Available data ▸
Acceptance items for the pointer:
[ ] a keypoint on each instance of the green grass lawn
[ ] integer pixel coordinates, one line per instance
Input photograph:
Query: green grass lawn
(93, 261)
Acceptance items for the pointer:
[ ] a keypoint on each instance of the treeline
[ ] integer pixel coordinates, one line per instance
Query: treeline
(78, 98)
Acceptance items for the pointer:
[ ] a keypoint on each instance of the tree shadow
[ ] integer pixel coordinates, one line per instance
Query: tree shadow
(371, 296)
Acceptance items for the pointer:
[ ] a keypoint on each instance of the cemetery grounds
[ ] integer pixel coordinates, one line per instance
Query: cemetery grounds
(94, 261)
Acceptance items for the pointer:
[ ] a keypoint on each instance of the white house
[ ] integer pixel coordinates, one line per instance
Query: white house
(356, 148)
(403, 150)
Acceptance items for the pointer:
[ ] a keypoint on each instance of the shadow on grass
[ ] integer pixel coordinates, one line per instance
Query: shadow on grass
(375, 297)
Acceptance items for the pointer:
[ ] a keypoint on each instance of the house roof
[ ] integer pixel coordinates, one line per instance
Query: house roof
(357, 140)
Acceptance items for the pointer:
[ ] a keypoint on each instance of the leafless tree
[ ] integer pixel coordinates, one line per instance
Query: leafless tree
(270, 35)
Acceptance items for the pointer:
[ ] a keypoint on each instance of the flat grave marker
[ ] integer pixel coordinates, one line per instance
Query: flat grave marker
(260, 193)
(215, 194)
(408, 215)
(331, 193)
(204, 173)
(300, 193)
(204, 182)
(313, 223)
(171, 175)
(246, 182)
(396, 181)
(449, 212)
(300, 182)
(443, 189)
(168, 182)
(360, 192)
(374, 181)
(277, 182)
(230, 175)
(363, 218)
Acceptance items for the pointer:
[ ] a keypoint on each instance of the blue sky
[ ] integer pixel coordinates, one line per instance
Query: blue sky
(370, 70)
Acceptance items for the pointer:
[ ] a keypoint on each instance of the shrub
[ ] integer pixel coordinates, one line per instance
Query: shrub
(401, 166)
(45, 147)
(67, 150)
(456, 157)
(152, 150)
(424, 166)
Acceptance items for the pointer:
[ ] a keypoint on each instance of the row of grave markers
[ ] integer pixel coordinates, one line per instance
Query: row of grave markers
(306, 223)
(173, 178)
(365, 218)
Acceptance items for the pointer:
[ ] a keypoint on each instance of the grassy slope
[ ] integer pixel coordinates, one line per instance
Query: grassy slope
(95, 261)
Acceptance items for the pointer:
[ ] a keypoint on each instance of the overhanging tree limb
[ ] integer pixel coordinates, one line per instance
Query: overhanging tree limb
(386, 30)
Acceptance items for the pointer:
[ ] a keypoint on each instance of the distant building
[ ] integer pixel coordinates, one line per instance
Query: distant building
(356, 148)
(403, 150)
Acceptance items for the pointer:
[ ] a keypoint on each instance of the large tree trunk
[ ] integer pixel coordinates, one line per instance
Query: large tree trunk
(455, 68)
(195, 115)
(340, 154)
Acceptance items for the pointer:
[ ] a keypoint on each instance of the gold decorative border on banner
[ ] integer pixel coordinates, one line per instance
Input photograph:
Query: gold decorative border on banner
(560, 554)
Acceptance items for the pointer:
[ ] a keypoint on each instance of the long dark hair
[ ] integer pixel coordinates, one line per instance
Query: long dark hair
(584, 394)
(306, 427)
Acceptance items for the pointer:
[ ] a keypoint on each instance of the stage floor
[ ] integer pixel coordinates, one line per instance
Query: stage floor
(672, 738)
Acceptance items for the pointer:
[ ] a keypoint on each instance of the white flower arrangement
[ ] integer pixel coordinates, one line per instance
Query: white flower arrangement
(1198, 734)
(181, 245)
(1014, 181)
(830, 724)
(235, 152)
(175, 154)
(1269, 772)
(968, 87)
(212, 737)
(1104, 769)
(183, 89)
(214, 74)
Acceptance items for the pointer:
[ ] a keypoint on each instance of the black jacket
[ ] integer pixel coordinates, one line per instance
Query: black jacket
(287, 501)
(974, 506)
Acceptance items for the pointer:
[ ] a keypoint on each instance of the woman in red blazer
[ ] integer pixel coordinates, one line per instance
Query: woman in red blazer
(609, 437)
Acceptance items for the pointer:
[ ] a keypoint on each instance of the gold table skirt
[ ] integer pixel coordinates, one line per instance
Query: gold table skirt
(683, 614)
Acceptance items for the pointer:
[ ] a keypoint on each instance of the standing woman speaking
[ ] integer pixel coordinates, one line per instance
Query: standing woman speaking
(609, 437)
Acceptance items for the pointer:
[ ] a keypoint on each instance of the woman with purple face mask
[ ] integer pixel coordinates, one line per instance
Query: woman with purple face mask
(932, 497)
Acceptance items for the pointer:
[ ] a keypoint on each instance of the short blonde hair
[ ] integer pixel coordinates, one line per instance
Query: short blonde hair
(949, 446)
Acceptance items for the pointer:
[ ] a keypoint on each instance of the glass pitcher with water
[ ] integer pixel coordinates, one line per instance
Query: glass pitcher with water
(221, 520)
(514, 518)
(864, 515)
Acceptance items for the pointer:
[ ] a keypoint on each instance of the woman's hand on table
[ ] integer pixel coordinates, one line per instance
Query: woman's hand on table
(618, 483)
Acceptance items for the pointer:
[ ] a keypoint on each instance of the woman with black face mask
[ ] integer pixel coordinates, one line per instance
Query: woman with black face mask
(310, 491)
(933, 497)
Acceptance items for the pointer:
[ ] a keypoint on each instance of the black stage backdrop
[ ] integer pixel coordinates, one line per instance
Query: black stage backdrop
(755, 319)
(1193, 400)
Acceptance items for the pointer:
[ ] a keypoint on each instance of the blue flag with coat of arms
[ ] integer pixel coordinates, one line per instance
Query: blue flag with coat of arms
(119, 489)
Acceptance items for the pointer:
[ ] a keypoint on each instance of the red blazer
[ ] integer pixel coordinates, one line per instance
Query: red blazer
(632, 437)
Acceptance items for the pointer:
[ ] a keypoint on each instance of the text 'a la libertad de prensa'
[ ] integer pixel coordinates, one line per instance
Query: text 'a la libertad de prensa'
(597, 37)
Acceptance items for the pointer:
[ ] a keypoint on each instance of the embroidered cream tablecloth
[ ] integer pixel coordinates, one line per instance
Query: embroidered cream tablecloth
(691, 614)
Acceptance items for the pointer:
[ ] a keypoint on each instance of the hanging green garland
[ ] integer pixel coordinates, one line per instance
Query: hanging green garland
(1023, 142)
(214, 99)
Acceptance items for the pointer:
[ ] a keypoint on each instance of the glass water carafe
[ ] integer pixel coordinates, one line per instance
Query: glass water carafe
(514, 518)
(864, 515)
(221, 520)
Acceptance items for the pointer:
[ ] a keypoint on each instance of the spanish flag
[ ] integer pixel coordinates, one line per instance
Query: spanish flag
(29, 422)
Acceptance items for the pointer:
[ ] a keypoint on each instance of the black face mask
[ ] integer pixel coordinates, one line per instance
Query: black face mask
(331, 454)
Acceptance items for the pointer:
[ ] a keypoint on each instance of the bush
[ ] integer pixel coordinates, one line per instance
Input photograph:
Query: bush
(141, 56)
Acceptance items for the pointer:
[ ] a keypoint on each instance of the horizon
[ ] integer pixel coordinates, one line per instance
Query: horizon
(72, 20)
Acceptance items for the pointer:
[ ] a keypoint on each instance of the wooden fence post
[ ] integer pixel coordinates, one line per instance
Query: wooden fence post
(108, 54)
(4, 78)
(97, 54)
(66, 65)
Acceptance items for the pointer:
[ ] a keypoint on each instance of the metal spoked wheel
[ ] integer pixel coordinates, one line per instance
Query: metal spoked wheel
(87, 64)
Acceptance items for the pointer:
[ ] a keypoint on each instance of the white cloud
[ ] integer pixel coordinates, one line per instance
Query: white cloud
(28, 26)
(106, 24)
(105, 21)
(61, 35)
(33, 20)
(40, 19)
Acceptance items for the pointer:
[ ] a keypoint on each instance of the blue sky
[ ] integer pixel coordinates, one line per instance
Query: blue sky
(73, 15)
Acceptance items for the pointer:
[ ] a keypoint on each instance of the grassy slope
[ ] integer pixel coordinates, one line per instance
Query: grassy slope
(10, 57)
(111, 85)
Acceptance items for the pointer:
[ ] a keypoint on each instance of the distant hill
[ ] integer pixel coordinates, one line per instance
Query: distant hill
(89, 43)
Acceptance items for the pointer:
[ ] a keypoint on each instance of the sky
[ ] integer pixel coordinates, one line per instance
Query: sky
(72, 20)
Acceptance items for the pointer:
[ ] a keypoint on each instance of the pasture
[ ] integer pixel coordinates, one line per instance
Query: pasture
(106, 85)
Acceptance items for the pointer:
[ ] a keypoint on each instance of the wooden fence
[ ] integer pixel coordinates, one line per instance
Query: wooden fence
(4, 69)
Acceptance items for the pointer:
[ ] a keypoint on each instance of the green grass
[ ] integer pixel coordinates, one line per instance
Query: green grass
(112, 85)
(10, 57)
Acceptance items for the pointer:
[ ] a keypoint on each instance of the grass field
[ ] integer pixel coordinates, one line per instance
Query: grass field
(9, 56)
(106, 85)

Task requirements ▸
Please restate word for word only the lines from the one with "[ ] a keypoint on each instance of the bush" through the final line of the listing above, both of them included.

Final answer ▸
[ ] a keypoint on each instance of the bush
[ ] integer pixel coordinates, one line per instance
Input photograph:
Query: bush
(141, 56)
Acceptance items for the pointer:
[ ] a keypoint on each instance of the horizon
[ ] integer pixel coordinates, one line per instance
Query: horizon
(72, 20)
Acceptance items for the pointer:
[ ] a keypoint on each instance of the wooden fence post
[ ] integer pixel coordinates, one line per instance
Query: wooden fence post
(108, 54)
(4, 78)
(97, 54)
(66, 65)
Acceptance items for the pointer:
[ ] a keypoint on each instance of the metal spoked wheel
[ ] integer pixel coordinates, one line per instance
Query: metal spoked wheel
(87, 64)
Acceptance items for the pointer:
[ ] a keypoint on each instance of the white cloud
[ ] integer pixel coordinates, one line per instance
Query: white cloud
(28, 26)
(106, 24)
(105, 21)
(61, 35)
(33, 20)
(40, 19)
Acceptance items for the pointer:
[ ] a keypoint on each instance of the blue sky
[ ] integer pixel coordinates, one line per instance
Query: blue sky
(73, 15)
Acceptance items for the pointer:
[ ] a keypoint on each instance of the grassy slope
[ ] integer pixel coordinates, one line per instance
Query: grassy slope
(10, 57)
(111, 85)
Acceptance items for the pointer:
[ ] a keypoint on each instance of the distant hill
[ ] integer pixel coordinates, one line per instance
Query: distant hill
(89, 43)
Acceptance items for the pointer:
[ ] a keypoint on each instance of the sky
[ ] integer pixel coordinates, one line per instance
Query: sky
(72, 20)
Acceptance items for the pointer:
[ ] a keypoint on each instance of the pasture
[ ] integer pixel coordinates, one line per instance
Query: pasture
(106, 85)
Acceptance items for the pointer:
[ ] a keypoint on each instance of the wooden fence
[ ] integer pixel coordinates, one line per instance
Query: wooden fence
(4, 69)
Acceptance items for the pointer:
[ ] a keypoint on each instance of the green grass
[ ] integer pixel coordinates, one line per instance
Query: green grass
(112, 85)
(10, 57)
Acceptance items for the pointer:
[ ] a keypoint on each instance of the grass field
[ ] integer pixel coordinates, one line per instance
Query: grass field
(9, 56)
(106, 85)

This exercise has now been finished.